**Given task:**
State how many lines in the rows below contain the string "jacket", with case taken into account. Reply with the number alone.

##### Data extract

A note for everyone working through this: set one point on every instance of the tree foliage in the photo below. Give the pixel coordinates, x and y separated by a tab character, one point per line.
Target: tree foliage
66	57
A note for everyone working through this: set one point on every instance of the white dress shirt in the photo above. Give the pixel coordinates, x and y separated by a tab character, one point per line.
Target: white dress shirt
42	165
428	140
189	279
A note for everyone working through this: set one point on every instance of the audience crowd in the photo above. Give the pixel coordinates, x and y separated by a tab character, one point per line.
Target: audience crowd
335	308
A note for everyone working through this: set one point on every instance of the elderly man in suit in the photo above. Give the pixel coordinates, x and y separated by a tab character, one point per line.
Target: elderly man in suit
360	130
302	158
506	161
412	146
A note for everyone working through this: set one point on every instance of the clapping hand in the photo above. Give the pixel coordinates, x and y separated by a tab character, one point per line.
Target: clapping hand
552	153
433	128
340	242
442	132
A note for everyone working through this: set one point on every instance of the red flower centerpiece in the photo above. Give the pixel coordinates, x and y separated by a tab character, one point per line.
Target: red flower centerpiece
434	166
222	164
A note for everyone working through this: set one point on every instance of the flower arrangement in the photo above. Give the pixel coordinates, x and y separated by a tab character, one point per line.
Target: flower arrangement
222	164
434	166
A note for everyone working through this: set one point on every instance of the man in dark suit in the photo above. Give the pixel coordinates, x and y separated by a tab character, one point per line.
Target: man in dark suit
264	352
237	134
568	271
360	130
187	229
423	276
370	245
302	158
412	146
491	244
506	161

##########
##### Data extract

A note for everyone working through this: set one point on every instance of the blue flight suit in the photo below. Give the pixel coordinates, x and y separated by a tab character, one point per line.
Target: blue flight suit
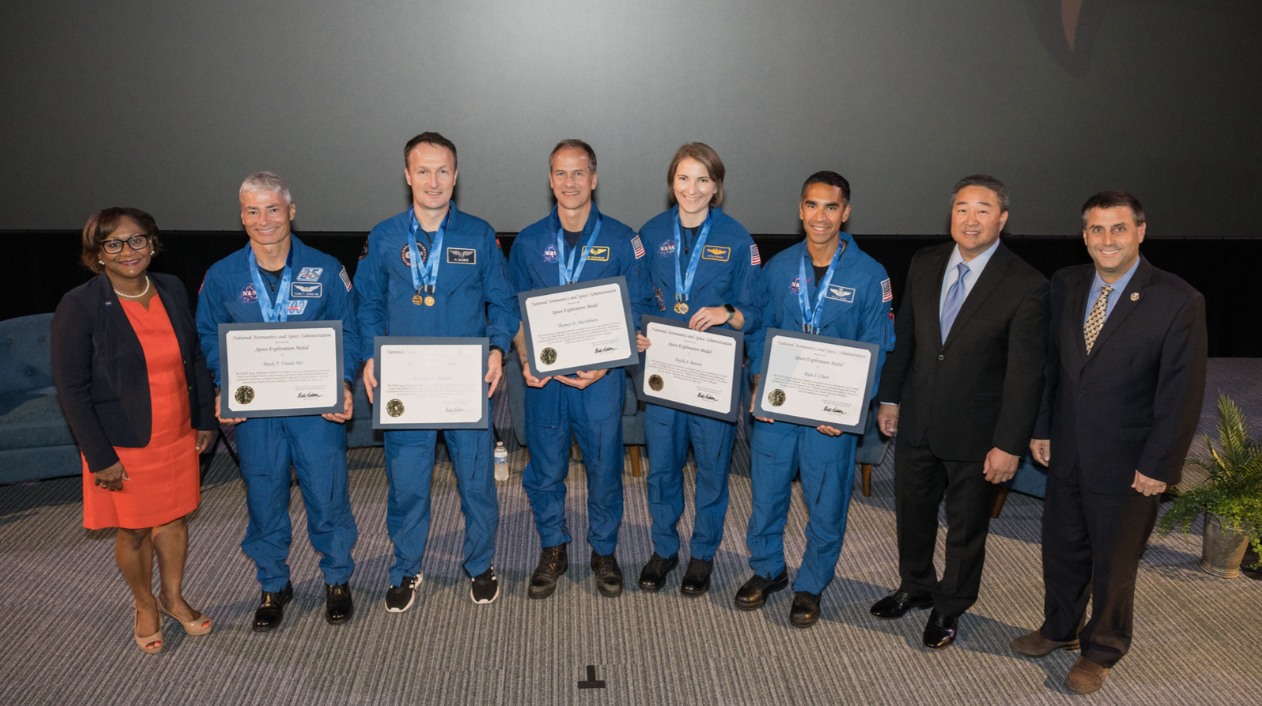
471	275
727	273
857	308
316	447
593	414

##########
##### Data extract

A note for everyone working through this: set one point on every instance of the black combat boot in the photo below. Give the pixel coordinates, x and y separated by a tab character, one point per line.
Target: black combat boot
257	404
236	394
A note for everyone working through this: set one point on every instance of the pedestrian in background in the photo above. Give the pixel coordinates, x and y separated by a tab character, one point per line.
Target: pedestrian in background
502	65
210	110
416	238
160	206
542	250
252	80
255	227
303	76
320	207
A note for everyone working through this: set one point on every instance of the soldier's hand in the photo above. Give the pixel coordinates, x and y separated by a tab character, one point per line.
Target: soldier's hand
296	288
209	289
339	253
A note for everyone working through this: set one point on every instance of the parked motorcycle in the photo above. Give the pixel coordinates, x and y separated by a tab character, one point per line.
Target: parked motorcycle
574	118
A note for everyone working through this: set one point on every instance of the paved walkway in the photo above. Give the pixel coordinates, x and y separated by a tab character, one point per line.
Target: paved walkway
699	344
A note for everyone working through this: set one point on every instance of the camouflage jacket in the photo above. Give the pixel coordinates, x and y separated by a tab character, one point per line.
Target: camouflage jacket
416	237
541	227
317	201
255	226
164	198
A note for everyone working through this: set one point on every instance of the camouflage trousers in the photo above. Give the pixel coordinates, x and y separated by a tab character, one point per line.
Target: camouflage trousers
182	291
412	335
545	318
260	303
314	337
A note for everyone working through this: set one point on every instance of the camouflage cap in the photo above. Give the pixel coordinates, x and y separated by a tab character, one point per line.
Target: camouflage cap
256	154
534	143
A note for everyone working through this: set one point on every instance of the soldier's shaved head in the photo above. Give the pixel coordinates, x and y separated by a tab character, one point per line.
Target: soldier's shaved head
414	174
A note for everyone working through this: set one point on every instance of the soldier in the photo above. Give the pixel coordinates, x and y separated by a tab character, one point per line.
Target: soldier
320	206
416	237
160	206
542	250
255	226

##########

**Task response:**
2